#### [Required task]
Work out how many lines in the rows below contain the string "rooftop", and reply with that number alone.

#### [Dataset content]
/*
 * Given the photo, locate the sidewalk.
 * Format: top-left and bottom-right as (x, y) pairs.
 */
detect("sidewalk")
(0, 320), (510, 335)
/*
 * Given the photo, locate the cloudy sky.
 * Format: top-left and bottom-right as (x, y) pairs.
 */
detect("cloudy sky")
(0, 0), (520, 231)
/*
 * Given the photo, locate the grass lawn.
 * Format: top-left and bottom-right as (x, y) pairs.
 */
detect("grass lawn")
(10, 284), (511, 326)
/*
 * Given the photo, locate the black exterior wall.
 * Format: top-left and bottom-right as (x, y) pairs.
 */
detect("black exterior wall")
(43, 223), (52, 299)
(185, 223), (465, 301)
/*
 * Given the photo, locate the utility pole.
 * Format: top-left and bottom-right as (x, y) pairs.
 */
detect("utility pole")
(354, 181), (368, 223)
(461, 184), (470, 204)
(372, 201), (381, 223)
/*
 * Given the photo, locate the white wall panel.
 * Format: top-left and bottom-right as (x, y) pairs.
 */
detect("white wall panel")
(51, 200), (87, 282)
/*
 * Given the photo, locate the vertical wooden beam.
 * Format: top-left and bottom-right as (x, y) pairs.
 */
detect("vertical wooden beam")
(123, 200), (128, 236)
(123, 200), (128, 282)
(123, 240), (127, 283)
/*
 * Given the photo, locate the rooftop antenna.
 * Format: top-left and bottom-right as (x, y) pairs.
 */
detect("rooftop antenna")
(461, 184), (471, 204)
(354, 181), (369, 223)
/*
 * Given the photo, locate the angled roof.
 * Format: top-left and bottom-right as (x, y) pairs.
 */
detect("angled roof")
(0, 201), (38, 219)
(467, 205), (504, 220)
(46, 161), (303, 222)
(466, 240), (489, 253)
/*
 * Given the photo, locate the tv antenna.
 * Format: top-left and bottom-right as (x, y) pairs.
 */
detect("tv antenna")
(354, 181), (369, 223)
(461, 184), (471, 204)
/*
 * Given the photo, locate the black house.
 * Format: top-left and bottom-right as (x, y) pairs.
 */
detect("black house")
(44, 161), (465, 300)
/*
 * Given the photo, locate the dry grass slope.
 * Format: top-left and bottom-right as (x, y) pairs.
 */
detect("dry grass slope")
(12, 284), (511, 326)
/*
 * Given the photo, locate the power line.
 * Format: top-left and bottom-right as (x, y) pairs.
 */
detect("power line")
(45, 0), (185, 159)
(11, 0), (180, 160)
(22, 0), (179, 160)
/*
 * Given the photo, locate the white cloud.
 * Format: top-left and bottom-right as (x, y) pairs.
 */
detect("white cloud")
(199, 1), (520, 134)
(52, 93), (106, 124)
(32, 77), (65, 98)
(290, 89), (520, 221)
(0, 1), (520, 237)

* * *

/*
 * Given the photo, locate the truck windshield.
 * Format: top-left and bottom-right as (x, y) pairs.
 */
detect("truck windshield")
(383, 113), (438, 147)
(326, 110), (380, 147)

#### [In response]
2